Records held in a dataset:
▼▼▼

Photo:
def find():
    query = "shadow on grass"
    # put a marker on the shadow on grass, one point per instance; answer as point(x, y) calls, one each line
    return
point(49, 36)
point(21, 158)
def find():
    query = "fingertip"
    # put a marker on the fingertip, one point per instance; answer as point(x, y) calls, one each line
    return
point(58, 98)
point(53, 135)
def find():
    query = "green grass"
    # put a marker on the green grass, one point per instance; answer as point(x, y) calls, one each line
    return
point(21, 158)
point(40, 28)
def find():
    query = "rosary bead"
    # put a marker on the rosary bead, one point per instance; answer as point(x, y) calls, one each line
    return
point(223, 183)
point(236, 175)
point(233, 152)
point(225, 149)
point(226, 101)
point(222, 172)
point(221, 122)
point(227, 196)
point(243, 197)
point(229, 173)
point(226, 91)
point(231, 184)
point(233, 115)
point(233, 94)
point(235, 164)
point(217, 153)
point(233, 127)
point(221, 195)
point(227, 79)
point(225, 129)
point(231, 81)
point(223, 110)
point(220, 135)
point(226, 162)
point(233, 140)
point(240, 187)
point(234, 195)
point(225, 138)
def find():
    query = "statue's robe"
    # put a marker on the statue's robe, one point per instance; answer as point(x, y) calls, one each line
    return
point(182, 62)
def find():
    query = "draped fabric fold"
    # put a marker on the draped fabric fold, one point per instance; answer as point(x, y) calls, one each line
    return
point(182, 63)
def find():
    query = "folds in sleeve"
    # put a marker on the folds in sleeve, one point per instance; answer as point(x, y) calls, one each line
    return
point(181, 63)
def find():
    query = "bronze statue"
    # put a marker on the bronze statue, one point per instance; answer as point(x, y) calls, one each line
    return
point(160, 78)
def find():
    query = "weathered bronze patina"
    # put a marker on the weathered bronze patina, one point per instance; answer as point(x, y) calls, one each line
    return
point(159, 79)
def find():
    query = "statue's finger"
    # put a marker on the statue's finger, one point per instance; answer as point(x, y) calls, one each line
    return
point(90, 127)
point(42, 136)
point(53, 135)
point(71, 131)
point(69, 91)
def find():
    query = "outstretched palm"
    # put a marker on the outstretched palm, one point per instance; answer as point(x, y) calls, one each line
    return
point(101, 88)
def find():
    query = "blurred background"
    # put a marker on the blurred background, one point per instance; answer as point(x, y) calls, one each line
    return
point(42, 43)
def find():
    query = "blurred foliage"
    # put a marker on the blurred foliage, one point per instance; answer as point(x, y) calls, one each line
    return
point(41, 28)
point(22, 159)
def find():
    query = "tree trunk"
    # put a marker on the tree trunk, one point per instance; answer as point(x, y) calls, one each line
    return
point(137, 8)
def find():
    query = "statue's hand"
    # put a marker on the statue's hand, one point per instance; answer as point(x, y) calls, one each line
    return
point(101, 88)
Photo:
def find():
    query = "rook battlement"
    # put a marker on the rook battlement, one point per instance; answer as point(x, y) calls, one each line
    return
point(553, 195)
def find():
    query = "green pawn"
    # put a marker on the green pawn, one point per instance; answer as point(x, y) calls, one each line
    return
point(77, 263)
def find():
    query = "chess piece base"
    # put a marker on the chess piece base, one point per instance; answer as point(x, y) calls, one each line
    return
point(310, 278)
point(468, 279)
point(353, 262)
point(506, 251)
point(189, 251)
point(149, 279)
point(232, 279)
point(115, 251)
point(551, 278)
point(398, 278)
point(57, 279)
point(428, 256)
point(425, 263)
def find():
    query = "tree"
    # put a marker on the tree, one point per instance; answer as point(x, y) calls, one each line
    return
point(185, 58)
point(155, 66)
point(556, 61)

▲▲▲

__The task__. Give the stretch from the start of the items through the line containing "point(40, 28)", both ends included, as a numbered list, leaving out any blank lines.

__Complete answer__.
1. Photo:
2. def find():
3.     query = "shadow on grass"
4.     # put a marker on the shadow on grass, one point per instance; answer as point(x, y) calls, one each line
5.     return
6. point(49, 36)
7. point(21, 158)
8. def find():
9.     query = "fingertip"
10.     # put a marker on the fingertip, one point per instance; answer as point(x, y) calls, one each line
11.     return
12. point(58, 98)
13. point(53, 135)
14. def find():
15.     query = "green grass"
16.     # put a marker on the green grass, one point per instance; answer as point(x, y) calls, one each line
17.     return
18. point(21, 158)
19. point(40, 28)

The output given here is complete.